Given task: Take the lines from the one containing "Where can the grey" through the end of the rows and write them out again, replacing "marker" with "pin" and leaving everything else unchanged.

Entries provided:
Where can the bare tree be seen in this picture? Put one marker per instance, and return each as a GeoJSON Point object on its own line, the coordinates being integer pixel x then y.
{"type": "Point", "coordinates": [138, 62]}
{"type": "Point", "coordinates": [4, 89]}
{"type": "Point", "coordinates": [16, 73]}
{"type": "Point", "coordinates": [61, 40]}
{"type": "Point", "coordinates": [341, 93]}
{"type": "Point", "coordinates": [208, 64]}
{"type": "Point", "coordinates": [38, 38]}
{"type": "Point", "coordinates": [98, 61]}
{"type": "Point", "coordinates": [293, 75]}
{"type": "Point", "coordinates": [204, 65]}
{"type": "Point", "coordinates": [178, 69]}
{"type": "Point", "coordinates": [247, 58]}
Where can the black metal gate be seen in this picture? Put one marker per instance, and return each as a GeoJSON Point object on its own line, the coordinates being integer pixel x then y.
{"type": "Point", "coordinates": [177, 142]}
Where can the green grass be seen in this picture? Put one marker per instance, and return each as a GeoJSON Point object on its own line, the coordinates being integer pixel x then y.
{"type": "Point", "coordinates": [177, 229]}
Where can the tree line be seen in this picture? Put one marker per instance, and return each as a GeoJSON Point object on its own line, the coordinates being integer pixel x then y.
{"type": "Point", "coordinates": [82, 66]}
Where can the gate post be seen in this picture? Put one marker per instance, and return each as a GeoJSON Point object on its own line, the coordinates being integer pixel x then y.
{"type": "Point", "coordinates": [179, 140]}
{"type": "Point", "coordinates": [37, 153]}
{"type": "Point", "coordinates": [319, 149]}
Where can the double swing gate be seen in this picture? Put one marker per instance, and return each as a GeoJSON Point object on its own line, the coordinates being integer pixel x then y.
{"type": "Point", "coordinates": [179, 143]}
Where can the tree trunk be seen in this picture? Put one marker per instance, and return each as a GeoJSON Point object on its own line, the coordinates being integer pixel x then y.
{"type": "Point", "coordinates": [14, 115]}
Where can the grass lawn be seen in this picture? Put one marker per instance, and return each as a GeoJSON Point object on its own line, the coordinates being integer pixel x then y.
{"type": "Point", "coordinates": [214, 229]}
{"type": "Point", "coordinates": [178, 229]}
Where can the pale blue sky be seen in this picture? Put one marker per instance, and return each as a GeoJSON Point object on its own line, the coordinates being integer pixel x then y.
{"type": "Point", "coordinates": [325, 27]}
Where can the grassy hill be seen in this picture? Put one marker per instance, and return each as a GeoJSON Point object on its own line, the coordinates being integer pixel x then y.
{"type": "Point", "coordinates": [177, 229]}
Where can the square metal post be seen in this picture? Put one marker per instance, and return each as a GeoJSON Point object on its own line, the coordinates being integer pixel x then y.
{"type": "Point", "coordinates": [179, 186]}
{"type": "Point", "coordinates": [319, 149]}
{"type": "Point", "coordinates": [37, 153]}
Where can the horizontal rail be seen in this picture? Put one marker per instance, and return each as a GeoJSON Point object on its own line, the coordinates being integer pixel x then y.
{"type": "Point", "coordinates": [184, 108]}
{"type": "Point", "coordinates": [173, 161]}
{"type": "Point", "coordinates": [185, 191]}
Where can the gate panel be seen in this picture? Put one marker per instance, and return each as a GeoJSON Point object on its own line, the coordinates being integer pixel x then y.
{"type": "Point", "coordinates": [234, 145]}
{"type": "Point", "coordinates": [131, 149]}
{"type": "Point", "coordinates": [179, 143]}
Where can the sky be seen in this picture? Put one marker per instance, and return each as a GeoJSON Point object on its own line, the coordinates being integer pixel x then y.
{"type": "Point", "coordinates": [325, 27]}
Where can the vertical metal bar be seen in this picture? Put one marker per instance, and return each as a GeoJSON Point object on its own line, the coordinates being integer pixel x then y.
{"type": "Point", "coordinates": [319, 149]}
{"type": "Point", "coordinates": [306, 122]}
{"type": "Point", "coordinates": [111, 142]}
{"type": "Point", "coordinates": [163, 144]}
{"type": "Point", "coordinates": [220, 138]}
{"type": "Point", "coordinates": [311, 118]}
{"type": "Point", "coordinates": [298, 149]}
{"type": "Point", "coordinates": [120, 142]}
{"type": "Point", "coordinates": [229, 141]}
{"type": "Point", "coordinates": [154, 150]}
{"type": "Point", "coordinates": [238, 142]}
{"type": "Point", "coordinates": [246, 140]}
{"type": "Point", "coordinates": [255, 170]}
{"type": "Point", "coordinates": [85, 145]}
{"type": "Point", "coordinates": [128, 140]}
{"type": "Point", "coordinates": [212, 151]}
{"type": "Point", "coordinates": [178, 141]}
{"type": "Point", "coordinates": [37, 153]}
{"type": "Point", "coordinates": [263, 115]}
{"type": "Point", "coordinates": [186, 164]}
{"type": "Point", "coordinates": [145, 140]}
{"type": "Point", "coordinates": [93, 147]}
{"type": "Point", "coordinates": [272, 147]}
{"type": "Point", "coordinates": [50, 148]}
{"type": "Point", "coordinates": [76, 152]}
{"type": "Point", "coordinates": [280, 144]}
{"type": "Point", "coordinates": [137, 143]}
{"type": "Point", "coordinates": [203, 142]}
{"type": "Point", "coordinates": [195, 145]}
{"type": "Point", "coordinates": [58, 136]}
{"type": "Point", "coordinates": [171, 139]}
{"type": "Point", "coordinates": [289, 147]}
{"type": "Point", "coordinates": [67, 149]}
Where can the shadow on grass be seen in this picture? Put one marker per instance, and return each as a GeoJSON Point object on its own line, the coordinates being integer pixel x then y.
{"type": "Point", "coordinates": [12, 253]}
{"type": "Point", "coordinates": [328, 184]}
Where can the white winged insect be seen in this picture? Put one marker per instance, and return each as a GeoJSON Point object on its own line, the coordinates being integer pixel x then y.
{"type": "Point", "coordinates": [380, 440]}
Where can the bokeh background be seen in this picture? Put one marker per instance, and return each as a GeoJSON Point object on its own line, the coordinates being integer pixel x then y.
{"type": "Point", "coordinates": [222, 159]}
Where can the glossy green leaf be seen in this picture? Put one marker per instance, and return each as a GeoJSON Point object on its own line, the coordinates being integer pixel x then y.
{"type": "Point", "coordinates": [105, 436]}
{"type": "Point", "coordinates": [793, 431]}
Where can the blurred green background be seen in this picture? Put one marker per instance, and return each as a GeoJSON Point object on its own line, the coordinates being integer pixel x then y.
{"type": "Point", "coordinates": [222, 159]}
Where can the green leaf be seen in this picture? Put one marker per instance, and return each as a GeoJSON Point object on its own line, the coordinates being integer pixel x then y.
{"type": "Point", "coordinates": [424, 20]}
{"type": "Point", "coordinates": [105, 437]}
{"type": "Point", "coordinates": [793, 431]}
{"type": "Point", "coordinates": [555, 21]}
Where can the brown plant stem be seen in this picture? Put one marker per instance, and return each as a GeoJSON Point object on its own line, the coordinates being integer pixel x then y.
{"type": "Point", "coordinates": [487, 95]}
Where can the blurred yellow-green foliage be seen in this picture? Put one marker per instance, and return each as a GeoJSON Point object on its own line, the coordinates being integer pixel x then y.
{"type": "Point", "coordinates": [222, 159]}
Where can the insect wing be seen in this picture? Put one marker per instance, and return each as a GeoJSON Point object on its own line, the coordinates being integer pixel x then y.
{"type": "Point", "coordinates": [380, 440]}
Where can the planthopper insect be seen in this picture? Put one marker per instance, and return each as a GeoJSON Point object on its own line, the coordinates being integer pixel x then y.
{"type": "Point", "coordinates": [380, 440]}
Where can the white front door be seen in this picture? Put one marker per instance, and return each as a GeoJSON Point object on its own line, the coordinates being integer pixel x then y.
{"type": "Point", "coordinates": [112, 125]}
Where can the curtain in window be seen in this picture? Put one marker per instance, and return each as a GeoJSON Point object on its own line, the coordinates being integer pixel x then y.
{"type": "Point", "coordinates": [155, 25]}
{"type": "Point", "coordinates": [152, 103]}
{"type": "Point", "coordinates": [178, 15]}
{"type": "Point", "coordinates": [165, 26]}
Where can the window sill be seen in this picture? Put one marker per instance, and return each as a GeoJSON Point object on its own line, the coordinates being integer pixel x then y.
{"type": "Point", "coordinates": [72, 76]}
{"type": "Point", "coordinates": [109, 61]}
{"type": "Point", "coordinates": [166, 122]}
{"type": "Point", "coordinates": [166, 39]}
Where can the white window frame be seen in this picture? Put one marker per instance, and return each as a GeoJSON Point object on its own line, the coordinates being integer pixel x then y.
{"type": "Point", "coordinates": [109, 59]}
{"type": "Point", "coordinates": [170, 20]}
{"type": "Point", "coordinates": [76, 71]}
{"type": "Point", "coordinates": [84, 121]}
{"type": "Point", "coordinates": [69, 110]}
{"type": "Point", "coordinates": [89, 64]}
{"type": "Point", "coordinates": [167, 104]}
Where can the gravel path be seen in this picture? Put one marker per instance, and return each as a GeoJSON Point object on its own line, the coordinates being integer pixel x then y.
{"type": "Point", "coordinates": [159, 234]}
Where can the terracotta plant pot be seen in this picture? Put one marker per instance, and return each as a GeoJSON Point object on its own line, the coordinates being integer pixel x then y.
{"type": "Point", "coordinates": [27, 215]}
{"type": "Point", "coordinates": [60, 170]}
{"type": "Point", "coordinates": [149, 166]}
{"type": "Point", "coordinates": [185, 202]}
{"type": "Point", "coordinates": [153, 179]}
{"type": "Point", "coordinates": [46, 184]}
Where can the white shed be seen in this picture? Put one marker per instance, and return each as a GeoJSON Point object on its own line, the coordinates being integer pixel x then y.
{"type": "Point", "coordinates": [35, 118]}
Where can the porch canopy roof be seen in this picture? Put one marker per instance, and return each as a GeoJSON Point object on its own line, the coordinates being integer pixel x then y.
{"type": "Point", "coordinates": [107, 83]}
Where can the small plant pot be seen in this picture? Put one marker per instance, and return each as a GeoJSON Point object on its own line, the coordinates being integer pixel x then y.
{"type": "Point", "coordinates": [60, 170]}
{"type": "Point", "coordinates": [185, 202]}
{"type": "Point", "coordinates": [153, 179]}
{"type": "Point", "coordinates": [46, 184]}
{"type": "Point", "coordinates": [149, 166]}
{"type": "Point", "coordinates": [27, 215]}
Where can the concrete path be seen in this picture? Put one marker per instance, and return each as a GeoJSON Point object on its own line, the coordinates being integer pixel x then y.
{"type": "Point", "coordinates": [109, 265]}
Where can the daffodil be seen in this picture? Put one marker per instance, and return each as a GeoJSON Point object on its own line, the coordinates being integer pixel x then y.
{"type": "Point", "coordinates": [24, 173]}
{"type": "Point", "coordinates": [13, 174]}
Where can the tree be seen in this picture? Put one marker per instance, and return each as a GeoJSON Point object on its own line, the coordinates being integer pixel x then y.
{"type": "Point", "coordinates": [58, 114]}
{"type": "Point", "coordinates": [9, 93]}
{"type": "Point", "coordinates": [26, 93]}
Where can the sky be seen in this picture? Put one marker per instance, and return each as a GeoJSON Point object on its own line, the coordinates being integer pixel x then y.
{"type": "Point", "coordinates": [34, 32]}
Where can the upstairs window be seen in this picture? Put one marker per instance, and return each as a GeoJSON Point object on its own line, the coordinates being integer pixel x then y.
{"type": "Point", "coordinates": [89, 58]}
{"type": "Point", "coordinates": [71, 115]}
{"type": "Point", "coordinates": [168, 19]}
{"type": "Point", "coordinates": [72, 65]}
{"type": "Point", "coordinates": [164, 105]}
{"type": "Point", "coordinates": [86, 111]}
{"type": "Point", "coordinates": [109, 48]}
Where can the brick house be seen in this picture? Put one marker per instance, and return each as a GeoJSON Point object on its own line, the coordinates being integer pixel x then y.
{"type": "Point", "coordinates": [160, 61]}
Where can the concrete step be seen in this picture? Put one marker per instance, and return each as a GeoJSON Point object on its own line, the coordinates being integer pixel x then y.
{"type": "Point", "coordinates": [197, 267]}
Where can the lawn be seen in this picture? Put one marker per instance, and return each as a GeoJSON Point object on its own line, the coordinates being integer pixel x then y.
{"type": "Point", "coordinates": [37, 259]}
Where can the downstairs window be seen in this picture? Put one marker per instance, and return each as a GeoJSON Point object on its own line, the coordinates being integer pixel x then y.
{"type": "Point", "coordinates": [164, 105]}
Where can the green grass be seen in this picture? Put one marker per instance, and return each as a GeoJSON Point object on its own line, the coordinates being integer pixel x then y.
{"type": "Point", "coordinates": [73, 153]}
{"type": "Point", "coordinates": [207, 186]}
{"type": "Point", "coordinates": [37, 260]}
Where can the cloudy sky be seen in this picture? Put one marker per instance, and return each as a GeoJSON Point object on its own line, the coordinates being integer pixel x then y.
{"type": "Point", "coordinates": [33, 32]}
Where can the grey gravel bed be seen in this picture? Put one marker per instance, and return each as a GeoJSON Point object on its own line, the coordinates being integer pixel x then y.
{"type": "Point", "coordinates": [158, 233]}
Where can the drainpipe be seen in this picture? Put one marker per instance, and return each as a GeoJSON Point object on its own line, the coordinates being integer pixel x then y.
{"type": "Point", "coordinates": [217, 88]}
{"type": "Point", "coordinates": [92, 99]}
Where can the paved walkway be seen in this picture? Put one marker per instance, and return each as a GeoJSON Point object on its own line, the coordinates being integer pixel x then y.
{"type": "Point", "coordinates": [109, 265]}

Correct result:
Where can the grey gravel bed be seen in this picture? Put one pin per instance, and return each as a GeoJSON Point object on its own line, the coordinates being integer pixel x then y.
{"type": "Point", "coordinates": [158, 233]}
Where can the drainpipe be seen in this picture? Put one pin per instance, and return each as a GeoJSON Point object on its own line, the coordinates being integer pixel x then y.
{"type": "Point", "coordinates": [217, 88]}
{"type": "Point", "coordinates": [92, 99]}
Where can the paved walkway be seen in this picture? Put one pin per instance, and return each as a GeoJSON Point object on its own line, the coordinates being integer pixel x then y.
{"type": "Point", "coordinates": [109, 265]}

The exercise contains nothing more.